__YOUR OBJECTIVE__: Every line below that holds the string "tank" must be copied.

(Referring expression data)
***

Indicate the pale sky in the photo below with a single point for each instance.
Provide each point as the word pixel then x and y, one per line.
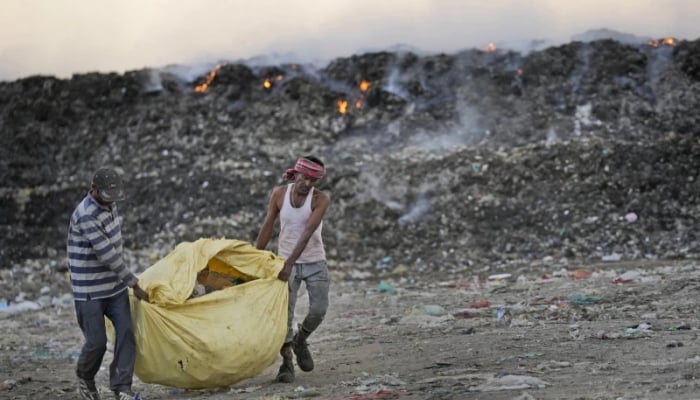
pixel 62 37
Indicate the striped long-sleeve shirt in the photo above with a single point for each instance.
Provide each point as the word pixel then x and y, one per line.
pixel 97 269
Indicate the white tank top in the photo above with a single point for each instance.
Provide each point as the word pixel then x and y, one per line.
pixel 292 224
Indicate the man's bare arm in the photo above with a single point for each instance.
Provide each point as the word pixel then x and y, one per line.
pixel 273 211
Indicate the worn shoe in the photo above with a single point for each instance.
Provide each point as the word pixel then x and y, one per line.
pixel 301 350
pixel 126 396
pixel 87 390
pixel 286 372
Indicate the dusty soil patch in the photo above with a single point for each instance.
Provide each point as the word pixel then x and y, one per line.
pixel 627 331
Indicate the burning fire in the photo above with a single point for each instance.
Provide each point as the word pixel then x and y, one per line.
pixel 342 106
pixel 268 82
pixel 669 41
pixel 364 85
pixel 207 81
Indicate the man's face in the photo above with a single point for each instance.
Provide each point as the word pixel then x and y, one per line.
pixel 304 183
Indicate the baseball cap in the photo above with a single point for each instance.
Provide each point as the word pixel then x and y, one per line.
pixel 108 182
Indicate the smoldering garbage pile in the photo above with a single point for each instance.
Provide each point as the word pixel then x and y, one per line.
pixel 586 151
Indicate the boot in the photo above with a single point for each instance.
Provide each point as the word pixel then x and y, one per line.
pixel 286 372
pixel 301 349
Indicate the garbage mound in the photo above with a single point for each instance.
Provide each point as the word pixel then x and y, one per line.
pixel 437 160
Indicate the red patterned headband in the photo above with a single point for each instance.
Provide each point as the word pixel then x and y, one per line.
pixel 306 167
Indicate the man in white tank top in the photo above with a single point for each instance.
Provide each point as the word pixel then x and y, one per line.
pixel 300 208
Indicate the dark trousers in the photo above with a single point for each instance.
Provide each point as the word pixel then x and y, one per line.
pixel 91 314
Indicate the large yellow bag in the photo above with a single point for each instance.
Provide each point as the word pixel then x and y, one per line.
pixel 219 338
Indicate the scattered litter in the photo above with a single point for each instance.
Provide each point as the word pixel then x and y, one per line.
pixel 510 382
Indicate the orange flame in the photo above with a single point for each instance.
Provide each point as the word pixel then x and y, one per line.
pixel 342 106
pixel 207 81
pixel 364 85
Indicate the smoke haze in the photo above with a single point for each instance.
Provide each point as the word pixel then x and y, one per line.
pixel 62 37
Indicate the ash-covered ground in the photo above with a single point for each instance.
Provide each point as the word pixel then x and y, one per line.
pixel 441 168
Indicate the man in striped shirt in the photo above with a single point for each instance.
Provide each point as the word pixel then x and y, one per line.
pixel 100 279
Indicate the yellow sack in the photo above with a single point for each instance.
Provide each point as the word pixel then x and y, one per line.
pixel 217 339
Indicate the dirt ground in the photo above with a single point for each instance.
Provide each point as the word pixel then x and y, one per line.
pixel 549 331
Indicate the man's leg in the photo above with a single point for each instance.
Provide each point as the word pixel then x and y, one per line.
pixel 286 371
pixel 121 370
pixel 91 320
pixel 317 285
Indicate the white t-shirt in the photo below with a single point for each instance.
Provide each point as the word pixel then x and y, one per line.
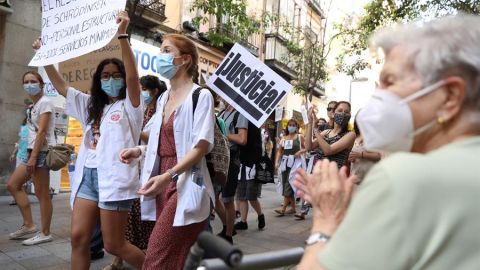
pixel 42 106
pixel 119 129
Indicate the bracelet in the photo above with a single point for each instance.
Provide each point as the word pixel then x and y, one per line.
pixel 173 175
pixel 317 237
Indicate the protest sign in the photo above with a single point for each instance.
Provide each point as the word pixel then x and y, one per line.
pixel 278 114
pixel 248 85
pixel 305 114
pixel 72 28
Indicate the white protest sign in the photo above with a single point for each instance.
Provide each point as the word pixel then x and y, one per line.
pixel 278 114
pixel 248 85
pixel 71 28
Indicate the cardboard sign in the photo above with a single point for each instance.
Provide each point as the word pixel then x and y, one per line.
pixel 247 84
pixel 73 28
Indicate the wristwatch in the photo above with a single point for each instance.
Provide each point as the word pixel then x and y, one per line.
pixel 173 175
pixel 317 237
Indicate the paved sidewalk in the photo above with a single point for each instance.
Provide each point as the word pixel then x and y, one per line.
pixel 280 233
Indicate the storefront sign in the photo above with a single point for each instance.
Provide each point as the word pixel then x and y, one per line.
pixel 74 28
pixel 146 58
pixel 247 84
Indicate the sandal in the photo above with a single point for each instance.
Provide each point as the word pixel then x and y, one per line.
pixel 299 217
pixel 280 212
pixel 291 211
pixel 113 267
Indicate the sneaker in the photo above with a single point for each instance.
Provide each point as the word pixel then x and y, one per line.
pixel 22 232
pixel 222 233
pixel 38 239
pixel 228 238
pixel 241 225
pixel 261 221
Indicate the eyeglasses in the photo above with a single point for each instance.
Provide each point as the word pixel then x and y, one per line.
pixel 115 76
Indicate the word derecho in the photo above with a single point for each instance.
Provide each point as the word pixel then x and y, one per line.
pixel 250 82
pixel 71 28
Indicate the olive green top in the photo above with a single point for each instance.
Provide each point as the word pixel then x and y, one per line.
pixel 414 211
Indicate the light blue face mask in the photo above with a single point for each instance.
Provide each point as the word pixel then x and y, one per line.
pixel 146 97
pixel 165 66
pixel 32 88
pixel 112 87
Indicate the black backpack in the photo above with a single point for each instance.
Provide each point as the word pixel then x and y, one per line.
pixel 264 170
pixel 251 152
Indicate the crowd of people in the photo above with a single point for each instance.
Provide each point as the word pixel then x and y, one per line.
pixel 142 184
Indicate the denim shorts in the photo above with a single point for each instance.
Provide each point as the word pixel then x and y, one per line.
pixel 88 190
pixel 41 159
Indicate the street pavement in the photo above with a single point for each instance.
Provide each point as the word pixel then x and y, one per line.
pixel 279 233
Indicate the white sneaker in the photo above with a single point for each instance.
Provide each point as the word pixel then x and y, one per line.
pixel 38 239
pixel 23 231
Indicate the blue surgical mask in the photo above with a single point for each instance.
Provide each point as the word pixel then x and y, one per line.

***

__YOUR SOLUTION__:
Indicate the white tank top in the photo above with a single point for each instance.
Indicate the man in white tank top in the photo above with a single point for each instance.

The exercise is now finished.